___ GIVEN INFORMATION ___

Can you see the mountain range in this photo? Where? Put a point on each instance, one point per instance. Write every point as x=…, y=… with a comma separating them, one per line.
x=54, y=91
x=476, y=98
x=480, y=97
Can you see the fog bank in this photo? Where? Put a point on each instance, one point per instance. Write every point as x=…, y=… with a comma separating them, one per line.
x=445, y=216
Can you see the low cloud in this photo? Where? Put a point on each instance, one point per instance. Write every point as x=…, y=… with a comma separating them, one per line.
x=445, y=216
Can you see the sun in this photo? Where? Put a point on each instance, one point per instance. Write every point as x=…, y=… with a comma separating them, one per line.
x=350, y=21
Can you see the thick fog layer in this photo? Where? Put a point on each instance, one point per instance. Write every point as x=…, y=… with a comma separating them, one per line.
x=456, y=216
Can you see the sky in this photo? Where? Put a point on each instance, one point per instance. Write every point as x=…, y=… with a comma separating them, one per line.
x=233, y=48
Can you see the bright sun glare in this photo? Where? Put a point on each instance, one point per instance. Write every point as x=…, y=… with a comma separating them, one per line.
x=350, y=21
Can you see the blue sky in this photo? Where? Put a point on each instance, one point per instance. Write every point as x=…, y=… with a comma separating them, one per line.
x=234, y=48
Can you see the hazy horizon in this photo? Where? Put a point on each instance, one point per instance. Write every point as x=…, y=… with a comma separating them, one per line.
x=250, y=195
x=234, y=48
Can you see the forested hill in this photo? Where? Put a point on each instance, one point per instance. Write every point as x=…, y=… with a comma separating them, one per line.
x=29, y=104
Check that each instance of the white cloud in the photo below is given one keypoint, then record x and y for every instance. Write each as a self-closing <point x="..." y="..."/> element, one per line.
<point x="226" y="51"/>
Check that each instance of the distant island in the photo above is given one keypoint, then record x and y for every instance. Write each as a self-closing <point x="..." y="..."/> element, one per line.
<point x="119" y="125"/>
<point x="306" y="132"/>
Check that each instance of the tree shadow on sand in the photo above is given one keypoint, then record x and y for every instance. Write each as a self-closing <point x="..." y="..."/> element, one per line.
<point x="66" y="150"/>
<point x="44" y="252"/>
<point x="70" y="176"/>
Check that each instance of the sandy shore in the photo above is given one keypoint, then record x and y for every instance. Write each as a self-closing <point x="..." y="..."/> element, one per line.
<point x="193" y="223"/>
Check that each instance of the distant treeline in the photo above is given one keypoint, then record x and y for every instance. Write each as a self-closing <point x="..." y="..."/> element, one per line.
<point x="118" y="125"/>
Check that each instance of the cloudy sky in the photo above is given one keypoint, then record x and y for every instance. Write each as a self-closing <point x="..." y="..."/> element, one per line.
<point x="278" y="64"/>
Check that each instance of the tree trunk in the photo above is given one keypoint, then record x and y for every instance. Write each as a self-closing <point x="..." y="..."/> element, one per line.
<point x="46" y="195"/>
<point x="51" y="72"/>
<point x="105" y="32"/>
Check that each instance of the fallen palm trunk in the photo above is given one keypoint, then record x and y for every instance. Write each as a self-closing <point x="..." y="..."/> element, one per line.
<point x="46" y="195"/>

___

*WORK REQUIRED*
Return the material in full. Each line must match.

*SOLVED EXERCISE*
Can you see the mountain range in this photo? Where? Put a point on each instance, one point per instance. Write every point as x=…, y=… with a comma separating them, one per line.
x=54, y=91
x=476, y=98
x=480, y=97
Can you see the fog bank in this photo? Where? Put a point on each instance, one point per instance. Write every point as x=…, y=… with a comma separating them, one per line.
x=445, y=216
Can you see the low cloud in this photo? Where? Put a point on each instance, one point per instance. Write every point as x=…, y=… with a comma separating them, one per line.
x=445, y=216
Can you see the sun in this photo? Where? Put a point on each instance, one point per instance. Write every point as x=…, y=… with a comma separating them, one per line.
x=350, y=21
Can you see the thick fog layer in this photo? Where? Put a point on each instance, one point per instance. Write every point as x=…, y=… with a comma separating them, one per line.
x=456, y=216
Can you see the sky in this photo? Where? Put a point on each instance, one point per instance. Write every point as x=…, y=… with a comma separating them, one per line.
x=233, y=48
Can you see the bright sun glare in this photo? Where? Put a point on each instance, one point per instance. Write every point as x=…, y=… with a comma separating them, one per line.
x=350, y=21
Can you see the blue sky in this photo? Where? Put a point on each instance, one point per instance. Write every point as x=…, y=… with a comma separating them, one per line.
x=234, y=48
Can you see the hazy horizon in this photo? Where? Put a point on each instance, one point per instance. Write every point as x=…, y=… with a comma separating them, one per line.
x=250, y=195
x=234, y=48
Can you see the forested hill in this photo? Where? Put a point on each instance, one point per instance. Write every point as x=…, y=… with a comma separating them, one per line.
x=29, y=104
Check that each instance of the white cloud in the photo below is given one keypoint, then record x and y for every instance. Write each as a self-closing <point x="..." y="..."/> element, one per line.
<point x="226" y="51"/>
Check that each instance of the distant island in the photo above is given one keypoint, then record x and y for every instance. Write each as a self-closing <point x="..." y="..."/> element, one per line.
<point x="119" y="125"/>
<point x="306" y="132"/>
Check that each instance of the tree shadow on sand in the photo above is given one keypoint, then record x and y for every instance. Write each as a self-closing <point x="..." y="..."/> element, one per line.
<point x="66" y="150"/>
<point x="44" y="252"/>
<point x="70" y="176"/>
Check that each instance of the sandy shore in the photo above is given one keypoint, then record x and y for every instance. Write each as a self-closing <point x="..." y="..."/> element, one per line.
<point x="193" y="223"/>
Check that each instance of the distant treeline in the photo above is given one keypoint, then record x and y for every instance. Write each as a self-closing <point x="..." y="..."/> element, one per line.
<point x="118" y="125"/>
Check that each instance of the cloudy sky in the photo above is given one keypoint, then record x and y for every instance. Write each as a self-closing <point x="..." y="..."/> element, one per line.
<point x="278" y="64"/>
Check that each instance of the tree trunk in the photo above is given one keypoint, then record x and y for every instance. Write each as a self-closing <point x="..." y="..."/> element, one per line.
<point x="46" y="195"/>
<point x="51" y="72"/>
<point x="105" y="32"/>
Check that each instance of the fallen palm trunk in the photo above is given one keypoint, then record x and y for every instance. Write each as a self-closing <point x="..." y="..."/> element, one per line.
<point x="46" y="195"/>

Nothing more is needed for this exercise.